◆ **WHAT IS ASKED**: Repeat the data below exactly, dropping any pictures it holds.

◆ **PROVIDED INFORMATION**:
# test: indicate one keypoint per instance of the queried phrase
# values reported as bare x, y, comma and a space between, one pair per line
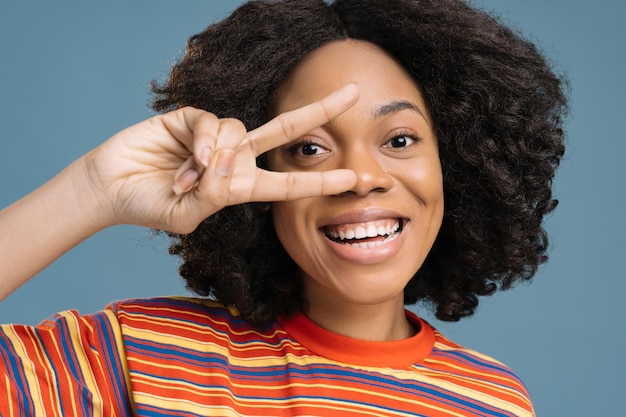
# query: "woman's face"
362, 246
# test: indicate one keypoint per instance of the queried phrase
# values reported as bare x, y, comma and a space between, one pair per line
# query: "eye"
401, 141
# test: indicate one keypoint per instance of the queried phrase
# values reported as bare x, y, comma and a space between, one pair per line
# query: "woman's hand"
172, 171
169, 172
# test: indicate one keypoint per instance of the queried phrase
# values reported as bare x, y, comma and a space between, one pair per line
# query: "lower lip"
372, 255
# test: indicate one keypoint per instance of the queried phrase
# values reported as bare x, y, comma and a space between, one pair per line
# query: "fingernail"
205, 156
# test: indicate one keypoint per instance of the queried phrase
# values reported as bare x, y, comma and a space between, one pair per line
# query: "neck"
384, 321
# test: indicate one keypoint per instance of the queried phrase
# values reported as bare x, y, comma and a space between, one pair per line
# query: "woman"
318, 166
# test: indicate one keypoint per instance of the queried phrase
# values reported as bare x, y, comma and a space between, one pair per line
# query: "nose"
371, 174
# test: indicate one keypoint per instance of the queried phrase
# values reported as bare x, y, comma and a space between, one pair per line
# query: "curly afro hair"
497, 108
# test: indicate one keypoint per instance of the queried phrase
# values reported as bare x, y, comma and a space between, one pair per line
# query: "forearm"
42, 226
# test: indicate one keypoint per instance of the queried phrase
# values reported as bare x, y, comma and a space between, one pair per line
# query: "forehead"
379, 76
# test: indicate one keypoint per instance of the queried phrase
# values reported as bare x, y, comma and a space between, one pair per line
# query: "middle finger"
293, 124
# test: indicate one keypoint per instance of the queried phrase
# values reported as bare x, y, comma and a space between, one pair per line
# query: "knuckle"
287, 126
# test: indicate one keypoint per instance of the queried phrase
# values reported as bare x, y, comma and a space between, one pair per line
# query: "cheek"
284, 215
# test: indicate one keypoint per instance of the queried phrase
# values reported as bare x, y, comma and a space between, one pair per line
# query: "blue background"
73, 73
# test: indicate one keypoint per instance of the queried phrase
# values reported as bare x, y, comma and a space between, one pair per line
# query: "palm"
136, 169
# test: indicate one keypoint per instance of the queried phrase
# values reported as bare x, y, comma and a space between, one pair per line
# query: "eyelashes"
306, 147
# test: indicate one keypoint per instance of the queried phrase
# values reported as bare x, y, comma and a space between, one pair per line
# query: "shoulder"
480, 374
172, 316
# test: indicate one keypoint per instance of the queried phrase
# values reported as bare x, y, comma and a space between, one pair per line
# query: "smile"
365, 235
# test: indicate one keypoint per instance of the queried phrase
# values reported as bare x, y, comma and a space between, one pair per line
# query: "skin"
387, 139
168, 172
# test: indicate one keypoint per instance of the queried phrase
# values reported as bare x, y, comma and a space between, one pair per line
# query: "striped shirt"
192, 357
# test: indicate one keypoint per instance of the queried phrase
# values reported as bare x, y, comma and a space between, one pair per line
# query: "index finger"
292, 124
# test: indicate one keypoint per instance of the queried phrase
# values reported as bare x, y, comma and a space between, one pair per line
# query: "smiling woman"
349, 281
318, 165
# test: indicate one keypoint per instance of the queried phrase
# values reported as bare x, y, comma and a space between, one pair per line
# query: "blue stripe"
15, 373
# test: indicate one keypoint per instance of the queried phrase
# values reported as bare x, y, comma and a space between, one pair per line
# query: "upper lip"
369, 214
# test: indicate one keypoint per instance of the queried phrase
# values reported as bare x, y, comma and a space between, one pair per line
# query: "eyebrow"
396, 106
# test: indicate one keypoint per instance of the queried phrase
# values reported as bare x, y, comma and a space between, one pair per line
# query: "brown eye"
310, 149
306, 149
401, 141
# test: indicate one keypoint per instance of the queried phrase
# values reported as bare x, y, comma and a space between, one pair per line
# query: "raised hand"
172, 171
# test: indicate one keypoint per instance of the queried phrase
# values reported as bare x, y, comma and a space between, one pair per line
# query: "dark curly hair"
497, 108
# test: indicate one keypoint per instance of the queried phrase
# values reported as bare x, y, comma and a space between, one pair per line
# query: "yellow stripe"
28, 368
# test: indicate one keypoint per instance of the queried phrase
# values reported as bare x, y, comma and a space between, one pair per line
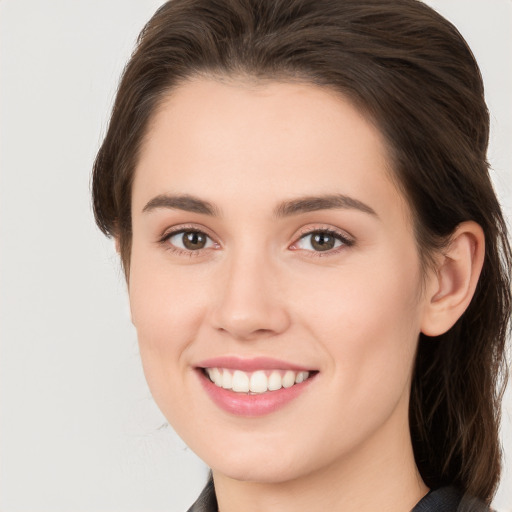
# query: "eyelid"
346, 239
163, 239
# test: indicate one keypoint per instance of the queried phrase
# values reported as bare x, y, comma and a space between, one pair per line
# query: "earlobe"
452, 287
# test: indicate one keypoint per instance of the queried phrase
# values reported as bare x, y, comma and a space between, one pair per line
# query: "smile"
257, 382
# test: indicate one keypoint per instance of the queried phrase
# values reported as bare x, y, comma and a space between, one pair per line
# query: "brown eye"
322, 241
190, 240
194, 240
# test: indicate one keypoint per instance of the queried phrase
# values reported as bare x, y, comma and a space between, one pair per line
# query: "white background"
79, 430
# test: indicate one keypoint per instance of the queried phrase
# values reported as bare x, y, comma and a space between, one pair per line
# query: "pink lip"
245, 404
250, 365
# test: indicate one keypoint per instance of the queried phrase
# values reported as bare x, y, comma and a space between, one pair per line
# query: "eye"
189, 240
321, 241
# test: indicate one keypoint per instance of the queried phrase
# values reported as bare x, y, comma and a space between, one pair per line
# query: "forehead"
261, 140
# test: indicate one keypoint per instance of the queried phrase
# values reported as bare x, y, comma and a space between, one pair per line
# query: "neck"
379, 475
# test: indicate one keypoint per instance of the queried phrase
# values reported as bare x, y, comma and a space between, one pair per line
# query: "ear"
451, 288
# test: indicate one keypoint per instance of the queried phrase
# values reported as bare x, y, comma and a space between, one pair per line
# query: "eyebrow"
285, 209
325, 202
182, 202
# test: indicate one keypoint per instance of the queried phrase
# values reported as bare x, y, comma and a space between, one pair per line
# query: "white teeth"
240, 382
256, 382
288, 379
226, 380
275, 381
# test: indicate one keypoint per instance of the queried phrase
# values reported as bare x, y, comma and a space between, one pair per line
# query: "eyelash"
343, 238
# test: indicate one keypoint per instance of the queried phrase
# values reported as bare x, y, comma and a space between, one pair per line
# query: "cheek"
368, 321
166, 309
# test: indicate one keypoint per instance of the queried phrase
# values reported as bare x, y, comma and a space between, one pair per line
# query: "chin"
261, 467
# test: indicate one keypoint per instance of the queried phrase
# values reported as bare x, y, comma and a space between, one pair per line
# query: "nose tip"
250, 306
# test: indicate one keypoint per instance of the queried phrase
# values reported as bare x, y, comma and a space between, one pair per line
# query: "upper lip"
250, 364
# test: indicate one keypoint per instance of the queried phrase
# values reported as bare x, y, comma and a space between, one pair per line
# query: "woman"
317, 264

◆ **PROBLEM SOLUTION**:
# test: indicate one keypoint per instance of the queried phrase
# values reported as bare x, y, comma and a space between, one pair per line
# query: "woman's face"
362, 246
# test: indicate one keypoint per instance of the queried phrase
# values reported as bare x, y, comma and a space between, one pair per line
# query: "eye"
401, 141
# test: indicate one keypoint per instance of the queried phrase
# values reported as bare x, y, comma and a space between, one pair per line
# query: "woman's hand"
172, 171
169, 172
# test: indicate one keypoint per instance of the queried phrase
# values reported as bare x, y, comma and a space between, one pair per line
# query: "lower lip"
372, 255
# test: indicate one keypoint per instance of the queried phrase
# values reported as bare x, y, comma and a space between, one pair per line
# query: "fingernail"
205, 156
# test: indicate one keypoint per instance of the queried phrase
# values reported as bare x, y, comma and a space between, one pair per line
# query: "neck"
384, 321
# test: indicate one keypoint per instance of the queried phrase
# values reported as bare x, y, comma and a space between, one pair per line
# query: "woman"
318, 166
# test: indicate one keypoint per instance of the queried phrase
# values reported as bare x, y, comma and a space between, one pair per line
# query: "nose"
371, 174
# test: indicate one keypoint per instance of the queried phrase
# values reported as bare x, y, comma and a space between, one pair per line
# query: "curly afro hair"
497, 108
# test: indicate one keypoint per instance of the queried phrase
# values reported as bare x, y, comma and a space between, one pair per line
# query: "forearm"
42, 226
# test: indicate one keypoint per instance of the queried phrase
# values reported as bare x, y, comma and a space between, one pair per line
# query: "forehead"
379, 76
# test: indicate one keypoint per instance of the queried phrase
# values reported as bare x, y, comma and a space between, one pair per line
# query: "middle finger"
293, 124
# test: indicate one keypoint per instance of the queried phrase
# values reported as bare x, y, comma and a space between, one pair per line
# query: "knuckle"
287, 126
# test: indicate one keypoint per instance of the queried phrase
# values reported as bare x, y, comma and a space between, one pair per line
# query: "cheek"
284, 215
# test: indicate one keypoint per instance of the queried phrase
# values reported as bare x, y, comma and a space between, one pair per line
# query: "blue background"
73, 73
# test: indicate one keypoint per instance of the queried phrase
# values reported as bare x, y, comma and a space between, one pair per line
# query: "palm"
136, 169
# test: indicate one keypoint per instance of the queried phrase
# values reported as bare x, y, comma and a space between, one pair per line
# query: "eyelashes"
306, 147
# test: indicate one keypoint per instance of the queried phrase
# values reported as bare x, y, comma and a space between, one pair per line
# query: "shoulder"
480, 374
172, 316
# test: indicate one keypoint per instance of the queried phrase
# values reported as bare x, y, comma and a space between, one pair per line
# query: "smile"
365, 235
# test: indicate one keypoint per instance of the queried phrase
# values reported as bare x, y, comma and a space between, one pair per line
# query: "skin"
387, 139
168, 172
# test: indicate one keypoint per instance of the queried phrase
# values reported as bare x, y, comma and a space between, one pair per line
# query: "striped shirt"
192, 357
# test: indicate one keypoint per instance of the queried phrase
# values reported as bare x, y, comma and a space between, one pair per line
# query: "index finger"
292, 124
# test: indicate one keypoint per instance of the queried phrase
# values reported as bare x, y, comma and a space between, one pair per line
# query: "smiling woman"
349, 281
318, 165
# test: indicate one keypoint per instance of the queried phrase
# values reported as bare x, y, comma and a space between, one pair per line
# query: "blue stripe"
15, 373
# test: indicate one keypoint per instance of the queried phrase
# values reported as bare x, y, comma and a space between, one pair per line
# query: "upper lip"
369, 214
# test: indicate one keypoint per instance of the queried phrase
# values reported as bare x, y, comma and a space between, one pair per line
# query: "eyebrow"
396, 106
# test: indicate one keypoint per instance of the queried phrase
# values reported as bare x, y, comma and a space between, one pair per line
# query: "brown eye"
310, 149
306, 149
401, 141
# test: indicate one keypoint per instance of the queried phrase
# values reported as bare x, y, comma and a space between, one pair per line
# query: "raised hand"
172, 171
# test: indicate one keypoint per instance of the queried phrase
# values reported as bare x, y, comma and a space between, one pair per line
# query: "dark curly hair"
497, 108
# test: indicate one keypoint per instance of the queried phrase
# values reported as bare x, y, comma and a space between, one pair per line
# query: "yellow stripe"
28, 368
# test: indicate one keypoint per instance of the queried phrase
# values reported as bare x, y, comma and a space between, one pair per line
# query: "eyelid"
346, 239
163, 239
# test: indicate one keypoint per instance of the queried phrase
# values reported as bare x, y, comma and a space between, one pair per line
# query: "earlobe"
452, 287
# test: indicate one keypoint per instance of the queried phrase
# values reported as bare x, y, comma and a space between, one pair per line
# query: "smile"
257, 382
# test: indicate one keypoint per instance of the queried phrase
# values reported as bare x, y, comma and a space between, one pair per line
# query: "brown eye"
322, 241
190, 240
194, 240
# test: indicate one keypoint per instance of the queried phrase
# values reported as bare x, y, comma and a space between, one pair per line
# query: "white background"
79, 430
# test: indicate one keypoint per instance of the queried phrase
# values reported as bare x, y, comma and a space between, one pair per line
# query: "pink lip"
245, 404
250, 365
# test: indicate one keypoint per instance of the queried phrase
# values reported as bare x, y, comma and a space between, one pair per line
# query: "eye"
189, 240
321, 241
# test: indicate one keypoint per instance of the queried phrase
# values reported as bare x, y, comma and a space between, one pair per line
# query: "forehead"
261, 140
# test: indicate one keypoint per instance of the queried phrase
# values reported as bare x, y, comma and a space between, one pair per line
# query: "neck"
379, 475
# test: indicate one keypoint per instance of the queried phrase
# values reported as bare x, y, comma and a space between, one pair per line
# query: "ear"
451, 288
# test: indicate one keypoint per instance of the queried phrase
# values reported as bare x, y, comma and a space between, one pair per line
# query: "eyebrow"
285, 209
325, 202
182, 202
# test: indicate one keypoint per instance of the queried phrase
# values reported as bare x, y, comma and a space between, one pair per line
# query: "white teeth"
240, 382
256, 382
288, 379
226, 380
275, 381
# test: indicate one keypoint per instance of the queried phrase
# values reported as bare x, y, comma and a space between, one pair per line
# query: "eyelash"
343, 238
# test: indicate one keypoint per instance of the queried phrase
# values reported as bare x, y, comma and a space between, one pair per line
# query: "cheek"
368, 321
166, 309
# test: indicate one keypoint per instance of the queried phrase
# values reported as bare x, y, comma and a space between, one pair per line
# query: "chin"
261, 467
# test: indicate one keypoint per instance of the queried phrase
# values reported as bare x, y, comma and a space between, one pair per line
# query: "nose tip"
250, 306
# test: indicate one keypoint per instance of the queried phrase
# values reported as bare x, y, comma and a space between, one pair per line
# query: "upper lip"
250, 364
# test: indicate one keypoint per instance of the queried phrase
# values reported as bare x, y, comma and a space between, one pair per line
# query: "woman"
317, 264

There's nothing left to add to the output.